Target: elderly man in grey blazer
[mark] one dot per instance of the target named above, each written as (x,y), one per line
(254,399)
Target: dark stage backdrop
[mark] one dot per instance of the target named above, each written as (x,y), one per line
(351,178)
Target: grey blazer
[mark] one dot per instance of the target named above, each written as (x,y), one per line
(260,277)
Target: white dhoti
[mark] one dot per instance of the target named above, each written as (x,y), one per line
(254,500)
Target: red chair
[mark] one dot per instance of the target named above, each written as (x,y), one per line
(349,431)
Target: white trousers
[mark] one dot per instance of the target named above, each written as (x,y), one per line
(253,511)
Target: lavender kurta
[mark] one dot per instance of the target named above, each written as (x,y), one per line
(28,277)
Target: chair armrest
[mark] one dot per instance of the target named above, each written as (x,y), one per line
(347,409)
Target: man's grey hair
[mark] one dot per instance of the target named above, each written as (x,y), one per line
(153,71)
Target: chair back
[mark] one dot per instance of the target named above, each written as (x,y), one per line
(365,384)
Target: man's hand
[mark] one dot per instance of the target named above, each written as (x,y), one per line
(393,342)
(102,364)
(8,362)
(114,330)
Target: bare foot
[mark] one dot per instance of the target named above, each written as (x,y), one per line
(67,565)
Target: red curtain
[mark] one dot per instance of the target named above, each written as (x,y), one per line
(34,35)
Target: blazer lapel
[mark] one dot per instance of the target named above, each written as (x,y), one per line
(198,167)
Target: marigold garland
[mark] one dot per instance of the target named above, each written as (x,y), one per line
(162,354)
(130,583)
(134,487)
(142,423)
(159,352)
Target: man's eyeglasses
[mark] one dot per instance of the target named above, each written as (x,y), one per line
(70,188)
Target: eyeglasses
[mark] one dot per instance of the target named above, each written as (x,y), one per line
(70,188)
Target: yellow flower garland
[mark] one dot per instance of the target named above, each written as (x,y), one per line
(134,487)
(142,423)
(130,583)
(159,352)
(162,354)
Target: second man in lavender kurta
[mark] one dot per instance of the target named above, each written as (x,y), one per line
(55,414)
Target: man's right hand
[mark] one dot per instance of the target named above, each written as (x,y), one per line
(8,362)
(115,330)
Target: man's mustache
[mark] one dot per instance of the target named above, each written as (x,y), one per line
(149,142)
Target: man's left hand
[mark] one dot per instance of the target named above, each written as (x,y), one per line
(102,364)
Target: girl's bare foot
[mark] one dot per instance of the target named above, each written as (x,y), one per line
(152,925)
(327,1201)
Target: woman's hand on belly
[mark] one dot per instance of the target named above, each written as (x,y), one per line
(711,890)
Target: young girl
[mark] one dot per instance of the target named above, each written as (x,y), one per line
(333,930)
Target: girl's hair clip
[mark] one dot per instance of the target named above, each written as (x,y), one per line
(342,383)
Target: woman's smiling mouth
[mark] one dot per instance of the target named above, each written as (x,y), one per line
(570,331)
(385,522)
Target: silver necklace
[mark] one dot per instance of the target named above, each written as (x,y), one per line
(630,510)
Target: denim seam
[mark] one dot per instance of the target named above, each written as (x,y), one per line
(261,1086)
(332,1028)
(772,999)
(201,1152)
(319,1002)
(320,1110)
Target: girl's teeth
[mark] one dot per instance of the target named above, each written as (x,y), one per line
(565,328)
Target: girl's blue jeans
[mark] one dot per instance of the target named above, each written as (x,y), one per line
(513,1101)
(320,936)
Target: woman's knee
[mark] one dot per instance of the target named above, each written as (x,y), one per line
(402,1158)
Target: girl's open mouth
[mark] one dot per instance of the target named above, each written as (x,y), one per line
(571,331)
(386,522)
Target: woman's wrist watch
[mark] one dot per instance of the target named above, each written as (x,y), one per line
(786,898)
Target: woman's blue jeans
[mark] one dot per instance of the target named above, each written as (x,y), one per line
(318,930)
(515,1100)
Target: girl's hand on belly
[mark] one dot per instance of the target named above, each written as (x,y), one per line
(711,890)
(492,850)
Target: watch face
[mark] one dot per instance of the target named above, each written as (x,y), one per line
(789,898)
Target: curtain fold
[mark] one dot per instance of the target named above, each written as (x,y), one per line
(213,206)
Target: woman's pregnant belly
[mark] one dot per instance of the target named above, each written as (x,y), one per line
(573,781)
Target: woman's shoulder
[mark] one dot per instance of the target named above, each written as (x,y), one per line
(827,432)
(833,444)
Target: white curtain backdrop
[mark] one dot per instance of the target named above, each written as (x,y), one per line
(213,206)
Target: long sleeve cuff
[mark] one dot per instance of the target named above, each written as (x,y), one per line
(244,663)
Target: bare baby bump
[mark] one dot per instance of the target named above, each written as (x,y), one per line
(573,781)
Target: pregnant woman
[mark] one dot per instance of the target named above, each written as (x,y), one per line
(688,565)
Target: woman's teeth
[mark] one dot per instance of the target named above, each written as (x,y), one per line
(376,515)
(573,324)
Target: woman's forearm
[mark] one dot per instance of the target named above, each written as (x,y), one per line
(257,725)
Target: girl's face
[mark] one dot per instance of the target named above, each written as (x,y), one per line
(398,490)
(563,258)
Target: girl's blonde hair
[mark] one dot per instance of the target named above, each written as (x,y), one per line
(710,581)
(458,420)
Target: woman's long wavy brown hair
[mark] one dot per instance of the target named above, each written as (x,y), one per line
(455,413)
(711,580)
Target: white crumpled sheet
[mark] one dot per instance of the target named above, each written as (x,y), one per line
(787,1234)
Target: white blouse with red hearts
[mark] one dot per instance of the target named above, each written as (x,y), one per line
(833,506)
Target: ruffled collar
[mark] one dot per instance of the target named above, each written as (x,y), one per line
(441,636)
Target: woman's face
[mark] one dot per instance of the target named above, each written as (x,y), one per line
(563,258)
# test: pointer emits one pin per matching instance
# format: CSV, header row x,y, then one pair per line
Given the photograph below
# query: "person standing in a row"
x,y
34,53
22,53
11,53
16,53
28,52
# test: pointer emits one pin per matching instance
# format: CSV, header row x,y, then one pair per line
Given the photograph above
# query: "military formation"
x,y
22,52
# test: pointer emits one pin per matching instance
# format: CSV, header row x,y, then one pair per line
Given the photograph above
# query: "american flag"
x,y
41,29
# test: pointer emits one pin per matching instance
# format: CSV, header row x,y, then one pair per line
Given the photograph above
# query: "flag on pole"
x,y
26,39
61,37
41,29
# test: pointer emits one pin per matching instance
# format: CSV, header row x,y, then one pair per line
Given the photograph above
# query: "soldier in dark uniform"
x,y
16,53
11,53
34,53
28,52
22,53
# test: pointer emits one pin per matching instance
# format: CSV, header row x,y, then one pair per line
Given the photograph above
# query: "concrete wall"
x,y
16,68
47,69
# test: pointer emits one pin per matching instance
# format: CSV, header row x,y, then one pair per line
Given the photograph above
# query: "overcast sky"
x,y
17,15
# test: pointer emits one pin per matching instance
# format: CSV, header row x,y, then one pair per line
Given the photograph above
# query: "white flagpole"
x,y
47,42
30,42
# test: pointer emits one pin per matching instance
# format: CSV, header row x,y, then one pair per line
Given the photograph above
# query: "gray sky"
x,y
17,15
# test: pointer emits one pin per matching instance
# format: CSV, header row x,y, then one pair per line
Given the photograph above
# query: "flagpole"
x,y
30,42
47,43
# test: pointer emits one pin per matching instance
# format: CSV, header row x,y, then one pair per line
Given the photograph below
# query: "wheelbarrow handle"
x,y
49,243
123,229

──────

**Instructions to follow**: Repeat the whole listing exactly, keeping every line intact.

**Solved problem**:
Target: elderly man in grey blazer
[mark] one dot per instance of the target named above, each written as (x,y), one per line
(254,399)
Target: dark stage backdrop
[mark] one dot per instance of the target named above, each written as (x,y), one per line
(351,178)
Target: grey blazer
[mark] one dot per instance of the target named above, each written as (x,y), one per line
(260,277)
Target: white dhoti
[mark] one dot per instance of the target named above, each written as (x,y), one per line
(254,500)
Target: red chair
[mark] one dot per instance of the target named above, each written as (x,y), one per line
(349,431)
Target: white trousers
[mark] one dot per instance of the target named above, each written as (x,y), one per line
(253,511)
Target: lavender kurta
[mark] one dot per instance of the target named above, each written as (x,y), one per line
(28,277)
Target: chair armrest
[mark] one dot per instance of the target named above, each written as (x,y), one per line
(347,409)
Target: man's grey hair
[mark] one dot per instance of the target named above, each written as (x,y), one per line
(153,71)
Target: chair back
[mark] one dot per instance of the target named above, each written as (x,y), one per line
(365,384)
Target: man's hand
[mark] one dot per instance of the target named above, each written as (x,y), one per line
(393,342)
(102,364)
(8,362)
(114,330)
Target: bare foot
[mark] one dot per instance of the target named above, each written as (x,y), one per line
(67,565)
Target: red curtain
[mark] one dot per instance of the target named above, each written as (x,y), one per line
(34,35)
Target: blazer lapel
[mark] one dot per instance of the target named above, each written as (x,y), one per line
(198,167)
Target: marigold garland
[mark] one dot per instance of the target named above, each written as (x,y), one per line
(162,354)
(130,583)
(134,487)
(142,423)
(159,352)
Target: man's eyeglasses
[mark] one dot per instance of the target named above, each written as (x,y), one per line
(70,188)
Target: eyeglasses
[mark] one dot per instance of the target named above, each written as (x,y), one per line
(70,188)
Target: yellow flower garland
[mark] one dot per instance of the target named above, each written as (x,y), one per line
(134,487)
(142,423)
(130,583)
(159,352)
(162,354)
Target: second man in lavender kurta
[mark] one dot per instance of the target named above, each written as (x,y), one per line
(55,414)
Target: man's right hand
[mark] one dot per instance of the target named above, each written as (x,y), one per line
(8,362)
(115,330)
Target: man's mustache
[mark] one dot per instance of the target named above, each written as (x,y), one per line
(149,142)
Target: man's left hand
[mark] one dot per instance of the target named above, each written as (x,y), one per line
(102,364)
Target: girl's bare foot
[mark] one dot per instance of the target named above, each written as (x,y), one per line
(152,925)
(327,1201)
Target: woman's hand on belly
[mark] one dot per instance of the target named above, each written as (x,y), one per line
(711,890)
Target: young girl
[mark] one dot per instance of the target named above, each written as (x,y), one per line
(333,930)
Target: girl's hair clip
[mark] one dot per instance of the target named above, each written as (x,y), one per line
(342,383)
Target: woman's smiling mouth
[mark] one dot per instance of the target named above, each written as (x,y), one per line
(570,331)
(385,522)
Target: silver necklace
[mark] one dot per instance of the target named above, each written as (x,y), one per line
(630,510)
Target: denim seam
[mark] one dot per instance of the target named above, each written as (x,y), one per line
(261,1086)
(332,1028)
(772,999)
(201,1152)
(319,1002)
(320,1110)
Target: girl's teeth
[mark] one dot per instance of the target named above, each written as (x,y), one per line
(565,328)
Target: girl's blue jeans
[mark] one dot per instance of the target named above, each written as (x,y), one per line
(513,1101)
(320,936)
Target: woman's knee
[mark] one dot per instance of the target named above, each written as (x,y), one per line
(402,1158)
Target: girl's open mouth
[mark] one dot per instance of the target named above, each written as (x,y), one per line
(571,331)
(386,522)
Target: woman's wrist watch
[mark] one dot per instance of the target named above, each written as (x,y), one per line
(786,898)
Target: woman's blue jeans
[mark] one dot per instance of the target named above, each written as (x,y), one per line
(318,930)
(515,1100)
Target: girl's hand on belly
[mark] one dot per instance of the target named above, each written as (x,y), one per line
(711,890)
(492,850)
Target: watch face
[mark] one dot per instance of the target named above, each written as (x,y), one per line
(789,898)
Target: curtain fold
[mark] one dot per instance of the target named above, each written as (x,y), one per line
(213,206)
Target: woman's pregnant belly
[mark] one dot per instance of the target named above, each written as (x,y), one per line
(573,781)
Target: woman's shoulder
[mark] one dot per instance of the target named above, each written as (x,y), one per line
(827,432)
(833,444)
Target: white curtain backdrop
[mark] one dot per instance of the target named above, each written as (x,y), one per line
(213,206)
Target: long sleeve cuff
[mark] one dot per instance of the target named above, each written as (x,y), one per line
(244,663)
Target: bare baby bump
[mark] one dot per instance of the target named above, each written as (x,y), one per line
(573,781)
Target: pregnant woman
[mark] one dot per instance of the target named above, each written as (x,y), one per line
(688,565)
Target: woman's teeth
[mark] one dot per instance of the target named above, each written as (x,y), one per line
(376,515)
(573,324)
Target: woman's forearm
[mark] one dot per instance of the target named above, each written as (x,y), one per line
(257,725)
Target: girl's face
[mark] one dot per instance of the target named above, each written as (x,y), one per line
(398,490)
(563,258)
Target: girl's blonde hair
[mark] one dot per instance of the target named above, each written as (x,y), one per line
(710,581)
(458,420)
Target: woman's long wavy brown hair
[mark] one dot per instance of the target named above, each written as (x,y), one per line
(455,413)
(711,580)
Target: white crumpled sheet
[mark] one dot per instance of the target named above, each written as (x,y), one per line
(787,1234)
Target: white blouse with red hearts
[mark] one dot per instance of the target named above, each written as (x,y), one per line
(833,506)
Target: ruffled collar
[mark] one dot per instance of the target named above, each written as (x,y), one per line
(441,636)
Target: woman's face
[mark] one dot per instance of the target named above, each written as (x,y), one per line
(563,258)
# test: pointer emits one pin per matching instance
# format: CSV, header row x,y, then one pair per line
Given the photograph below
# query: "person standing in a row"
x,y
34,53
22,53
11,53
16,53
28,52
# test: pointer emits one pin per matching instance
# format: CSV, header row x,y, then one pair per line
Given the photograph above
# query: "military formation"
x,y
22,52
# test: pointer emits one pin per matching instance
# format: CSV, header row x,y, then one pair per line
Given the photograph above
# query: "american flag"
x,y
41,29
# test: pointer emits one pin per matching instance
# format: CSV, header row x,y, then one pair per line
Given the photograph above
# query: "flag on pole"
x,y
26,39
61,37
41,29
# test: pointer emits one pin per matching instance
# format: CSV, header row x,y, then one pair per line
Given the photograph above
# query: "soldier in dark uniform"
x,y
16,53
11,53
34,53
28,52
22,53
# test: pointer emits one pin per matching instance
# format: CSV, header row x,y, then one pair per line
Given the photograph above
# query: "concrete wall"
x,y
16,68
47,69
# test: pointer emits one pin per matching instance
# format: CSV, header row x,y, then one pair per line
Given the photograph above
# query: "overcast sky"
x,y
17,15
# test: pointer emits one pin per matching instance
# format: CSV, header row x,y, then one pair per line
Given the photograph above
# query: "white flagpole"
x,y
47,42
30,42
# test: pointer emits one pin per matching instance
# format: CSV, header row x,y, then one pair per line
Given the photograph above
# query: "gray sky"
x,y
17,15
# test: pointer emits one pin per matching instance
# format: CSV, header row x,y, then one pair per line
Given the photograph above
# query: "flagpole"
x,y
30,42
47,43
# test: pointer emits one pin per matching instance
# format: CSV, header row x,y, then one pair per line
Given the photograph below
# query: "wheelbarrow handle"
x,y
49,243
123,229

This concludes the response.